## About this task
Only the lines from the one containing "Consider the photo above. For every instance of the rustic" through the end of the listing are to be transcribed, exactly and with both ends included.
____ Study material
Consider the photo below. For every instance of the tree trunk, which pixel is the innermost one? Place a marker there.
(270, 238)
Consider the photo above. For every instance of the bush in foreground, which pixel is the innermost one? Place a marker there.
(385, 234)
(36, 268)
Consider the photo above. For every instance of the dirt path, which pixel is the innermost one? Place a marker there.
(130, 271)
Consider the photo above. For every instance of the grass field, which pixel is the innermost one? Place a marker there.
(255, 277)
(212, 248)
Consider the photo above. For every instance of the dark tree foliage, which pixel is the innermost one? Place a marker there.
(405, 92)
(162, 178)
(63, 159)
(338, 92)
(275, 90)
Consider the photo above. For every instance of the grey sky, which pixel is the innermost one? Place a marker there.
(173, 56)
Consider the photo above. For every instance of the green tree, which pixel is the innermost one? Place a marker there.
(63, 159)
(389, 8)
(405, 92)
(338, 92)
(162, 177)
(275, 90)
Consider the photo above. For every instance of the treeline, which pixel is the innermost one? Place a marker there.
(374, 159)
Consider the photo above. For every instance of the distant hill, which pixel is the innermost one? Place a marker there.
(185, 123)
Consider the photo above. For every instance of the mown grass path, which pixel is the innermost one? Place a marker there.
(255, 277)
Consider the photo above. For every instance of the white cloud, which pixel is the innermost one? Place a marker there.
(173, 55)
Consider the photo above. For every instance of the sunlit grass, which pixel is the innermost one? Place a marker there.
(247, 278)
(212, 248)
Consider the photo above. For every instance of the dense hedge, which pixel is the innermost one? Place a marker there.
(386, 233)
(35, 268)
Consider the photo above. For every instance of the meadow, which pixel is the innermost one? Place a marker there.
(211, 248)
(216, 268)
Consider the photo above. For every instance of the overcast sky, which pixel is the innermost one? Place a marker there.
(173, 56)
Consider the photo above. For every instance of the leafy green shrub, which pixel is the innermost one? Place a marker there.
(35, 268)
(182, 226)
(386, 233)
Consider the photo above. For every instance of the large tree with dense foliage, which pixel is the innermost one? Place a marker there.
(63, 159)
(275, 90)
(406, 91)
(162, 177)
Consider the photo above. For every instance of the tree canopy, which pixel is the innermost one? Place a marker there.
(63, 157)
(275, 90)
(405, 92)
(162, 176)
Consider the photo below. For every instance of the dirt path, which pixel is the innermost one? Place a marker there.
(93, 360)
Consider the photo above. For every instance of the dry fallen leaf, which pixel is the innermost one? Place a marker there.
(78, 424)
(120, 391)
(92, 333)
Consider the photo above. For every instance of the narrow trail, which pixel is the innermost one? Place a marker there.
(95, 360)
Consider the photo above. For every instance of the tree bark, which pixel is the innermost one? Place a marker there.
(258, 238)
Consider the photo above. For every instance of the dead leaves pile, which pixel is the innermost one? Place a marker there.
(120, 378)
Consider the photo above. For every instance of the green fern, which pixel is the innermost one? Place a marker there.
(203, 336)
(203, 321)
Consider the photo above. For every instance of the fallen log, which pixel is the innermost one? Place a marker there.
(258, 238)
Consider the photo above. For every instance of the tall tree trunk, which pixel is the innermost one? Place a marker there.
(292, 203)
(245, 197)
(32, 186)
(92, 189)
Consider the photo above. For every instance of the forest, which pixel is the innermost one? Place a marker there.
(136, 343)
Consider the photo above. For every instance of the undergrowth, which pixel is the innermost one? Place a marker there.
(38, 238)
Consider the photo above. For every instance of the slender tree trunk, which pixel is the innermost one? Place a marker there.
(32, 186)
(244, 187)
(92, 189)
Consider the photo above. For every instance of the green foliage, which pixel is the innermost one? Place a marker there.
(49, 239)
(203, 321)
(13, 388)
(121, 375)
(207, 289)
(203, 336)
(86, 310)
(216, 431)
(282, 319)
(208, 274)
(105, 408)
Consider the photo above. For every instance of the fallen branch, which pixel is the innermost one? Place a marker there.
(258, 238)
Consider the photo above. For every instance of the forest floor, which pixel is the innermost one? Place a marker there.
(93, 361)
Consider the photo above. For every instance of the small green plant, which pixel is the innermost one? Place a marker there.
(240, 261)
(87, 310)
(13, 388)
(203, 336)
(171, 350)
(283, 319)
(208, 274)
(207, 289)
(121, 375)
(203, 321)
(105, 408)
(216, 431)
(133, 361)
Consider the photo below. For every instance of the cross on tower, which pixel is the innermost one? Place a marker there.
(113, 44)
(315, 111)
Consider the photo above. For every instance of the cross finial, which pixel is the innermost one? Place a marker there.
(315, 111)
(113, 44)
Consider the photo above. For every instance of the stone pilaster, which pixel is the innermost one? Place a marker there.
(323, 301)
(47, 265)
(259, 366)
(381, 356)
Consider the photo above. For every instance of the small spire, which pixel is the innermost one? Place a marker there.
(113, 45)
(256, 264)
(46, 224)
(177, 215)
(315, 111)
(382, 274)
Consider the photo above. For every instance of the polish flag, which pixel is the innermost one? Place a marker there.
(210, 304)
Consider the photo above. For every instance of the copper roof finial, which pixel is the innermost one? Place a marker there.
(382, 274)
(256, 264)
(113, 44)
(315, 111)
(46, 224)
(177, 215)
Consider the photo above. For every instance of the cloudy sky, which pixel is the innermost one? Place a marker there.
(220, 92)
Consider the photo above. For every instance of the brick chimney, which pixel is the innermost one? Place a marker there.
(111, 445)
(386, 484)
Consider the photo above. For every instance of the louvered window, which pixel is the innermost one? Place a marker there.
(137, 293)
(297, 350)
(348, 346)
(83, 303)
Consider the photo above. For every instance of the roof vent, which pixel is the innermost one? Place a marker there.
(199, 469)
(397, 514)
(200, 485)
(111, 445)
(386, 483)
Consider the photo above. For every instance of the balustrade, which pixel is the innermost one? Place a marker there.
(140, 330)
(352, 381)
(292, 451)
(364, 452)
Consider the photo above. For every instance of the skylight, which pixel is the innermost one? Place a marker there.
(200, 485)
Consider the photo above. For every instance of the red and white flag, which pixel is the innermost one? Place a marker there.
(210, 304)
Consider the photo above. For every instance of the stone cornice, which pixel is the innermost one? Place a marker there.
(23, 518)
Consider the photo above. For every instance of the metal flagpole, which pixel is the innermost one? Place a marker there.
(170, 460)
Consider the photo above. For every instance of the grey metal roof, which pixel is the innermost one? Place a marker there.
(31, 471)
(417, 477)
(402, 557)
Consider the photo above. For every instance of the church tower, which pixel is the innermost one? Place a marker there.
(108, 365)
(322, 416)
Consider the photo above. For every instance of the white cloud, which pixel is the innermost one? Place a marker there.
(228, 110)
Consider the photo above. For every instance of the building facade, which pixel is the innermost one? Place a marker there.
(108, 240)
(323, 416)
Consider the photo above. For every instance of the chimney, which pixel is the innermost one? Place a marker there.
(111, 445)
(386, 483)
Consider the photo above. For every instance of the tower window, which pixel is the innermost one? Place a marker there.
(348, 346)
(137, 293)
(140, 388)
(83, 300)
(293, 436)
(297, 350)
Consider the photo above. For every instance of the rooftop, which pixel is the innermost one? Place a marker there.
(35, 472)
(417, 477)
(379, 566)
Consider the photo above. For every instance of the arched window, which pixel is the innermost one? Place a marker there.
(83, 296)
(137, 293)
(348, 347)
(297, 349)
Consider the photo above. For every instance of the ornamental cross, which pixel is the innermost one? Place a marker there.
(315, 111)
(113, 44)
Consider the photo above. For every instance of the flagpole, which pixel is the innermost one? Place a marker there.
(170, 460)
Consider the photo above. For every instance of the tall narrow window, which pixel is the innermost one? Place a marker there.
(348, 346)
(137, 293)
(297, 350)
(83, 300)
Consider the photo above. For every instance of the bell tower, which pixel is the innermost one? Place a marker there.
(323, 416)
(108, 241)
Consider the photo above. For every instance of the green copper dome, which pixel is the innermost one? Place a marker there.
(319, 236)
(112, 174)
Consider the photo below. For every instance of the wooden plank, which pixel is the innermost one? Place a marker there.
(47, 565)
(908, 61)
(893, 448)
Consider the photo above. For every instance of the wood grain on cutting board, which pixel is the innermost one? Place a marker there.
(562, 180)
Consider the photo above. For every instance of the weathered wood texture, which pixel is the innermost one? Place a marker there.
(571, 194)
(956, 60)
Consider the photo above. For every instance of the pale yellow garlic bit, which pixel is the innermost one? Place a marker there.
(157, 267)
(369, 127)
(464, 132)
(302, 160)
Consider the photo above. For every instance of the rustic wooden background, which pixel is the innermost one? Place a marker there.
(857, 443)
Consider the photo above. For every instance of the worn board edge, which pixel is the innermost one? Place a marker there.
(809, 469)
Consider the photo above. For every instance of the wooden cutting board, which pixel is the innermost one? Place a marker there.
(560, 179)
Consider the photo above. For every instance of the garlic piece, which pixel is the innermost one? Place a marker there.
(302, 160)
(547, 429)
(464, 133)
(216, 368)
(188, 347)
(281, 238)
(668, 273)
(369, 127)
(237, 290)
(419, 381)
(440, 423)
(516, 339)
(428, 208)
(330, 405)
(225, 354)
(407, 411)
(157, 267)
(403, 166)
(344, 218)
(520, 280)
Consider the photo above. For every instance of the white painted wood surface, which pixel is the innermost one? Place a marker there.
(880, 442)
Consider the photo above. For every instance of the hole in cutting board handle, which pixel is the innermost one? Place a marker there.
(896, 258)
________
## Result
Consider the photo above. For every instance of the rustic wooden background, which pixel is the innermost one? Place a marker there.
(857, 443)
Consider the photo above. For every instance of the worn board edge, which pixel is the innermost one? Place a marker there.
(809, 469)
Consider the photo above. For every instance of the wooden cutting board, which pixel is the innermost one? Place a marker there.
(560, 179)
Consider the photo above. For every instance of the garlic piece, which pixel is the innermost one? Place a marker there.
(302, 160)
(547, 429)
(464, 133)
(216, 368)
(188, 347)
(281, 238)
(668, 273)
(369, 127)
(237, 290)
(419, 381)
(440, 423)
(516, 339)
(428, 208)
(330, 405)
(225, 354)
(407, 411)
(157, 267)
(403, 166)
(344, 218)
(520, 280)
Consider the photo above. For every instance of the white painted wood surface, which pixel is the innermost one? Place a marker there.
(880, 442)
Consider the photo above. For every instance of the hole in cutting board handle, which pixel is the innermost one? Place a marker there.
(896, 258)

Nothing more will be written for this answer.